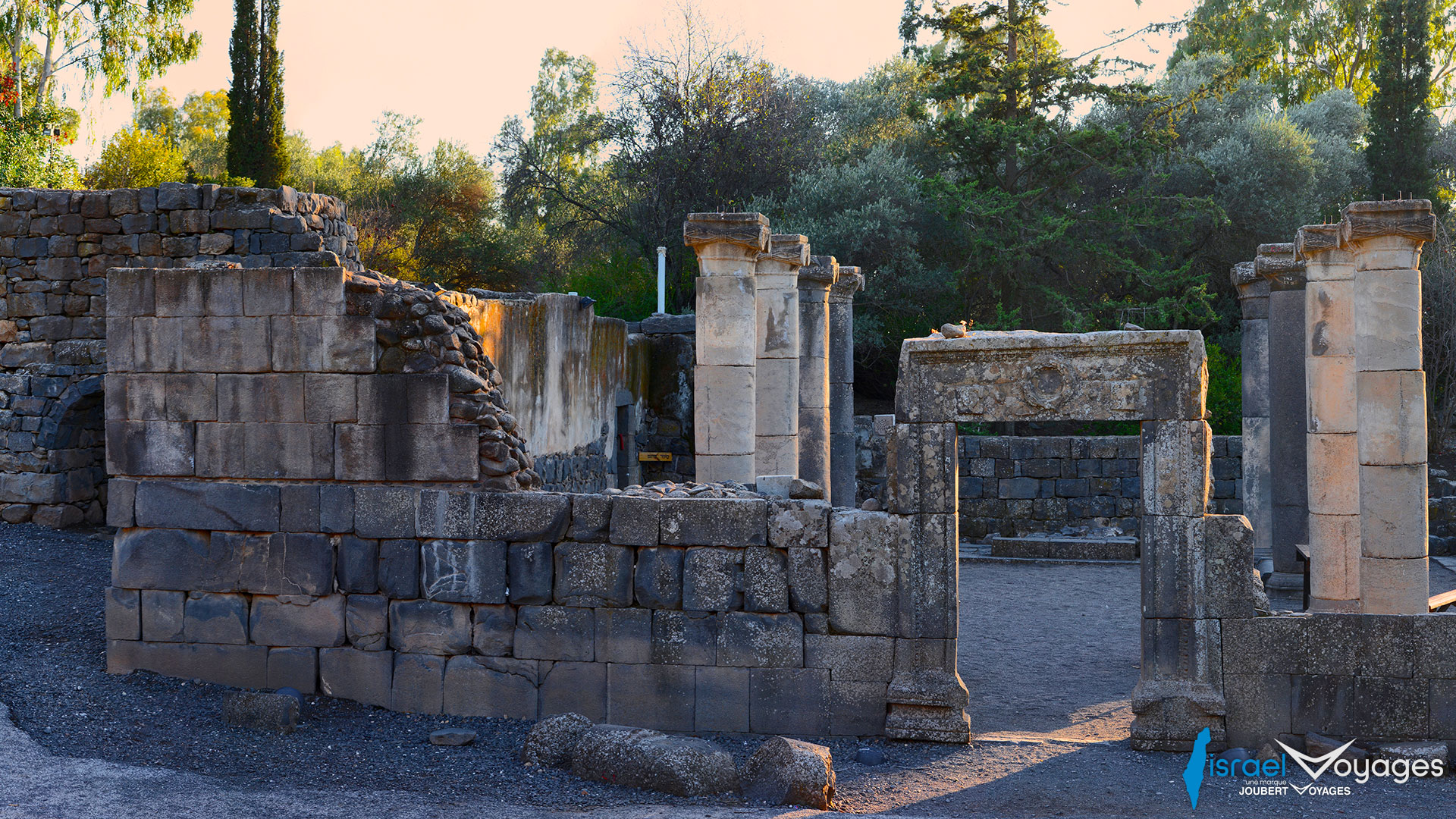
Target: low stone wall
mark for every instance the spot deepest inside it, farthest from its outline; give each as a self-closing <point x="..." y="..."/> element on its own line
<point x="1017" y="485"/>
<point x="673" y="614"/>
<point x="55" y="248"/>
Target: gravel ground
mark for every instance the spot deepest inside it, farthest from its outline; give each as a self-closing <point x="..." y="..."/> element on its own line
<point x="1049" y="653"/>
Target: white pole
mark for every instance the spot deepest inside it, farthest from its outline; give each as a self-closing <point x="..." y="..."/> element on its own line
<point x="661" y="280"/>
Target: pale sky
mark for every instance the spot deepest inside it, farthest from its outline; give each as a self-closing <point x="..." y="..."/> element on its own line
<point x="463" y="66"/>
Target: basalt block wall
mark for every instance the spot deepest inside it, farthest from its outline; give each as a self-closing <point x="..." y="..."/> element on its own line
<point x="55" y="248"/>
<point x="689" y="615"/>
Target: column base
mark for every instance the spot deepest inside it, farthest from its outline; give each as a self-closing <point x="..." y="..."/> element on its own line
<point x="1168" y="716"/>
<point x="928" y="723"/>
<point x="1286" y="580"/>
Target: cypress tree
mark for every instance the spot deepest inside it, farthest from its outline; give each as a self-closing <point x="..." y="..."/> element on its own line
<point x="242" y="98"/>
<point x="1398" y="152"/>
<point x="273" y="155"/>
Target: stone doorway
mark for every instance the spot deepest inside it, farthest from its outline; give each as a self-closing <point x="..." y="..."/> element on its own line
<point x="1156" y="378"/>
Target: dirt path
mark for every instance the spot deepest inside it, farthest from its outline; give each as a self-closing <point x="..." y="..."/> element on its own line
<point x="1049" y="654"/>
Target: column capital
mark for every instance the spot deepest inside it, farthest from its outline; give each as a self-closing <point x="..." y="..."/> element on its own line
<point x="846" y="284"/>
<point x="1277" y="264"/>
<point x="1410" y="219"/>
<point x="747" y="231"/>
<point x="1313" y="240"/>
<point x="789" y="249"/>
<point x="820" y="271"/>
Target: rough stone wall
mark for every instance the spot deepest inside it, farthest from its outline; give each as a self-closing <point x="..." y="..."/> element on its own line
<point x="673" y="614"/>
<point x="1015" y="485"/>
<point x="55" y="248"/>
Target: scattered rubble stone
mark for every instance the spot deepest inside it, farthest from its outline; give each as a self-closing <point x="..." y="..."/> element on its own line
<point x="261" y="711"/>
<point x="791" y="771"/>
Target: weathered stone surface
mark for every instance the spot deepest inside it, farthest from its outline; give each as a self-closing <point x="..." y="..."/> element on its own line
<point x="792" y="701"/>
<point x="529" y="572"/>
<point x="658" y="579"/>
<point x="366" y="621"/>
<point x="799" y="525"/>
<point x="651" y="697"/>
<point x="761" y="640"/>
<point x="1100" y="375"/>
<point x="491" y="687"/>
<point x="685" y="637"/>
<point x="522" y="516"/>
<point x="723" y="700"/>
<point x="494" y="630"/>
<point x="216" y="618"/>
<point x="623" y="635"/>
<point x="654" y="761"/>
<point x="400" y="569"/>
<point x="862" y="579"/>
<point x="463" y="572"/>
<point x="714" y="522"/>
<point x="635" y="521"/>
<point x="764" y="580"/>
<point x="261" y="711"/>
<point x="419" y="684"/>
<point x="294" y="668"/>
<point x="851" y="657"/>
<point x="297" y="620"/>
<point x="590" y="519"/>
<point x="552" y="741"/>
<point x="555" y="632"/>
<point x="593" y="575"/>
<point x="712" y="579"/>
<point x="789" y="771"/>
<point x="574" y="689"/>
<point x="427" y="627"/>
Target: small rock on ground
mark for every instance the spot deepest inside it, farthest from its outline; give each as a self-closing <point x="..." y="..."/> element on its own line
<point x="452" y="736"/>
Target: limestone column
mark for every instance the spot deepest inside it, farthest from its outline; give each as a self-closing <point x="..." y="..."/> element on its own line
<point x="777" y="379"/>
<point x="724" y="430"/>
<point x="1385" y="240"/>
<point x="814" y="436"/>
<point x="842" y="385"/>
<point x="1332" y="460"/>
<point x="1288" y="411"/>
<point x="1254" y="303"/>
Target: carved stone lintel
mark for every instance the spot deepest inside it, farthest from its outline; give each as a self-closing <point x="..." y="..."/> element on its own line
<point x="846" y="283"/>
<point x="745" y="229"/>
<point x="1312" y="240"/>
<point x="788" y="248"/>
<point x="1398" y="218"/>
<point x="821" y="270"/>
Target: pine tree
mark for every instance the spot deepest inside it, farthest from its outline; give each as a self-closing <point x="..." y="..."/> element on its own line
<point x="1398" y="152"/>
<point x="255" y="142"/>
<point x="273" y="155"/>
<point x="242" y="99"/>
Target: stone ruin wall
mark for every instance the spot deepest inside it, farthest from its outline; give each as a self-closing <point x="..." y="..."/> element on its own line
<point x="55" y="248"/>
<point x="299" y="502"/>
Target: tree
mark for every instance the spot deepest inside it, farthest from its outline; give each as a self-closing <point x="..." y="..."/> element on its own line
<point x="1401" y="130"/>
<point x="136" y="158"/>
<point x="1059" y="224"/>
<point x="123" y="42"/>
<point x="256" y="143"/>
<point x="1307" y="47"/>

* * * * * * * * *

INSTRUCTION: Please rewrite every one of the rows above as a numbered list, skipping blank lines and leaving the pictures out.

FINISHED ANSWER:
1. Target: low stone wall
2. mark for every instance the spot deepest inside it, farthest from its outline; give each as a self-closing <point x="..." y="..."/> element on its own line
3. <point x="1017" y="485"/>
4. <point x="673" y="614"/>
5. <point x="55" y="248"/>
6. Target: gravel ground
7. mark for every instance the spot deepest inside it, farthest from its outline; give each as a self-closing <point x="..." y="..."/> element on its own line
8. <point x="1049" y="653"/>
9. Target: white pole
10. mark for every instance the spot deepest inside it, farthest from its outline; give each as a self-closing <point x="..." y="..."/> element on its own line
11. <point x="661" y="280"/>
12. Target: pale sky
13. mark for every instance the spot deepest inside it, farthest from its outline; give each as a self-closing <point x="..." y="..."/> element on its own line
14. <point x="463" y="66"/>
15. Target: basalt block wall
16. mark for every instance the spot deepest inside it, farthest from its outline; give each as a self-closing <point x="..." y="..."/> element on its own line
17. <point x="55" y="248"/>
18. <point x="689" y="615"/>
19. Target: column base
20. mark for every instance the spot deepest inside it, farthest from its outline; give each as a self-closing <point x="..." y="..."/> element on its own line
21. <point x="1168" y="716"/>
22. <point x="928" y="723"/>
23. <point x="1286" y="580"/>
24. Target: cypress tree
25. mark for every instance the spot deepest inside it, farthest from its outline; give each as a self-closing <point x="..." y="..."/> element on its own line
26. <point x="242" y="98"/>
27. <point x="1398" y="152"/>
28. <point x="273" y="155"/>
29. Target: stone doorway
30. mark for every instance the spot deepest inside it, farthest from its outline; give each as a self-closing <point x="..." y="..."/> element on its own line
31. <point x="1156" y="378"/>
32. Target: dirt path
33. mark for every instance the spot deepest inside it, farthest from its outline; give each as a self-closing <point x="..." y="..."/> element on its own line
34. <point x="1049" y="654"/>
35. Target: column capital
36. mark for every instance the spot deepest inside it, farthest from its outline; give each as a self-closing <point x="..." y="..."/> element on its own line
37. <point x="846" y="284"/>
38. <point x="1277" y="264"/>
39. <point x="1410" y="219"/>
40. <point x="747" y="231"/>
41. <point x="1313" y="240"/>
42. <point x="789" y="249"/>
43. <point x="820" y="271"/>
44. Target: rough stone wall
45. mark for every instance the spot deepest inside it, farthest from its outline; give each as a self-closing <point x="..." y="..."/> element on its own line
46. <point x="673" y="614"/>
47. <point x="1015" y="485"/>
48. <point x="55" y="248"/>
49. Target: scattered rubble stone
50. mark for every instance the spot deepest inside it, farthest from its outline; give each as a self-closing <point x="..." y="..."/> element on its own line
51. <point x="261" y="711"/>
52. <point x="791" y="771"/>
53. Target: weathered stone surface
54. mark for every instance the spot deepest inside it, farthest from its outline; give each as a self-closing <point x="..." y="..."/> element on its own line
55. <point x="792" y="701"/>
56. <point x="529" y="572"/>
57. <point x="658" y="579"/>
58. <point x="366" y="621"/>
59. <point x="799" y="525"/>
60. <point x="651" y="697"/>
61. <point x="761" y="640"/>
62. <point x="1100" y="375"/>
63. <point x="491" y="687"/>
64. <point x="685" y="637"/>
65. <point x="522" y="516"/>
66. <point x="723" y="700"/>
67. <point x="494" y="630"/>
68. <point x="216" y="618"/>
69. <point x="623" y="635"/>
70. <point x="654" y="761"/>
71. <point x="400" y="569"/>
72. <point x="862" y="579"/>
73. <point x="463" y="572"/>
74. <point x="714" y="522"/>
75. <point x="635" y="521"/>
76. <point x="764" y="580"/>
77. <point x="261" y="711"/>
78. <point x="419" y="684"/>
79. <point x="294" y="668"/>
80. <point x="851" y="657"/>
81. <point x="297" y="620"/>
82. <point x="590" y="519"/>
83. <point x="552" y="741"/>
84. <point x="555" y="632"/>
85. <point x="593" y="575"/>
86. <point x="712" y="579"/>
87. <point x="789" y="771"/>
88. <point x="574" y="689"/>
89. <point x="427" y="627"/>
90. Target: small rock on ground
91. mark for every instance the spot deepest inside it, farthest from its outline; give each as a self-closing <point x="..." y="..."/> element on its own line
92. <point x="452" y="736"/>
93. Target: limestone column
94. mark for every instance the spot deepest inside it, farthest from its outline; give each as a self-closing <point x="..." y="..."/> element on its own line
95. <point x="777" y="379"/>
96. <point x="724" y="430"/>
97. <point x="1385" y="240"/>
98. <point x="814" y="436"/>
99. <point x="842" y="385"/>
100. <point x="1332" y="460"/>
101. <point x="1288" y="411"/>
102. <point x="1254" y="303"/>
103. Target: carved stone lintel
104. mark for every instance the spot deepest inside it, farthest from its outline; give each as a self-closing <point x="..." y="..."/> element on its own line
105. <point x="846" y="283"/>
106. <point x="745" y="229"/>
107. <point x="1312" y="240"/>
108. <point x="788" y="248"/>
109. <point x="1398" y="218"/>
110. <point x="821" y="270"/>
111. Target: pine tree
112. mark for every instance the spot deepest inside it, farthest from its outline; give each as a self-closing <point x="..." y="..."/> element on its own line
113. <point x="1398" y="152"/>
114. <point x="255" y="142"/>
115. <point x="273" y="155"/>
116. <point x="242" y="99"/>
117. Target: stone ruin wall
118. mark for every instance the spot deepest inside it, farthest from its outline; give each as a self-closing <point x="..." y="..."/> element on its own line
119. <point x="55" y="248"/>
120. <point x="299" y="502"/>
121. Target: tree
122. mark for every instance the spot deepest inside it, farthest from its outline; give each as a self-closing <point x="..." y="..."/> element on its own line
123. <point x="1401" y="130"/>
124. <point x="136" y="158"/>
125. <point x="1059" y="224"/>
126. <point x="123" y="42"/>
127. <point x="256" y="143"/>
128. <point x="1307" y="47"/>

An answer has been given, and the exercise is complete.